┌─ Document passage

We can create a dictionary of cities and their corresponding countries using the rows where the ***country*** is not null.

In [None]:
dict_cities = df.loc[df['country'].notnull(), ['city', 'country']].set_index('city').to_dict()['country']

We now want to check if all the cities we need are in our dictionary.  
>Subtracting the dictionary keys to the set of the ***city*** values, find which cities are in the ***city*** column but not in the dictionary ***keys***.

In [None]:
# %load ../solutions/05_30.py

>Knowing that Bristol is in the United Kingdom, Gothenburg in Sweden, Graz in Austria, Lyon in France, Murcia in Spain and Parma in Italy, add some key-value pair to the dictionary ***dict_cities***.    
>You can either add each key-value pair or you can [update](https://python-reference.readthedocs.io/en/latest/docs/dict/update.html) dict_cities with another dictionary. 

In [None]:
# %load ../solutions/05_31.py

>Use this distionary to fill in some of the missing countries.

In [None]:
# %load ../solutions/05_32.py

>Get the count of the different values of the ***country*** column, showing the NaN values.

In [None]:
# %load ../solutions/05_33.py

We can see that there are only 4 NaN values. They correspond to bad data entries that we could "manually" correct. Feel free to add a few calls below and give it a try if you feel like it!

└─

Set task 1: Output the notebook excerpt from "We now want" up to and including "the missing countries.".
The notebook excerpt and the entries are unrelated to each other.

┌─ The data

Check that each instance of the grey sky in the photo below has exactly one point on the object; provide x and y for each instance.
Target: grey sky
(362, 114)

└─
┌─ The data

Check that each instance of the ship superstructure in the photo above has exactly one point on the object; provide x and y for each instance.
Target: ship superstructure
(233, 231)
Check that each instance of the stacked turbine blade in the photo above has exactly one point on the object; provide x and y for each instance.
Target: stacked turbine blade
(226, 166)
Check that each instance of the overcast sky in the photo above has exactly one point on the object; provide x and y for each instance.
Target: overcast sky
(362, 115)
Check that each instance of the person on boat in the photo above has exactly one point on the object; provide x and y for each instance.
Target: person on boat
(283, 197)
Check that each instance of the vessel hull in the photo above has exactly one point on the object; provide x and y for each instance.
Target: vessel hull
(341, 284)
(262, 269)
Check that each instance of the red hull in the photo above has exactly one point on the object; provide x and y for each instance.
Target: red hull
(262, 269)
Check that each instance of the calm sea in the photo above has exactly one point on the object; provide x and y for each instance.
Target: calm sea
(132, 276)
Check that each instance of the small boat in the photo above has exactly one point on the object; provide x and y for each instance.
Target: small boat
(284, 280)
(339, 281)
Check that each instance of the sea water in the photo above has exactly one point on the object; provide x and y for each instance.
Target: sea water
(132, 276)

└─
┌─ The data

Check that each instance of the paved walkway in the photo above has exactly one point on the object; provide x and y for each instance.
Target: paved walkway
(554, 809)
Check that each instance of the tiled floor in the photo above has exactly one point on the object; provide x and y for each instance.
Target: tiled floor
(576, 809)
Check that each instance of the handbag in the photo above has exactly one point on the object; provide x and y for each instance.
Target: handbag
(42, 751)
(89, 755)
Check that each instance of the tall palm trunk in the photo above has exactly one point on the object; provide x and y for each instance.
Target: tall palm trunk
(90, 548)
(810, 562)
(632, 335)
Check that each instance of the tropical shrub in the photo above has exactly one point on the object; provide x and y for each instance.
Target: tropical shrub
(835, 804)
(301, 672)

└─

Set task 2: Pull out each line of the entries that contains the string "superstructure", matching case exactly.

Response 1:
We now want to check if all the cities we need are in our dictionary.  
>Subtracting the dictionary keys to the set of the ***city*** values, find which cities are in the ***city*** column but not in the dictionary ***keys***.

In [None]:
# %load ../solutions/05_30.py

>Knowing that Bristol is in the United Kingdom, Gothenburg in Sweden, Graz in Austria, Lyon in France, Murcia in Spain and Parma in Italy, add some key-value pair to the dictionary ***dict_cities***.    
>You can either add each key-value pair or you can [update](https://python-reference.readthedocs.io/en/latest/docs/dict/update.html) dict_cities with another dictionary. 

In [None]:
# %load ../solutions/05_31.py

>Use this distionary to fill in some of the missing countries.

Response 2:
Check that each instance of the ship superstructure in the photo above has exactly one point on the object; provide x and y for each instance.
Target: ship superstructure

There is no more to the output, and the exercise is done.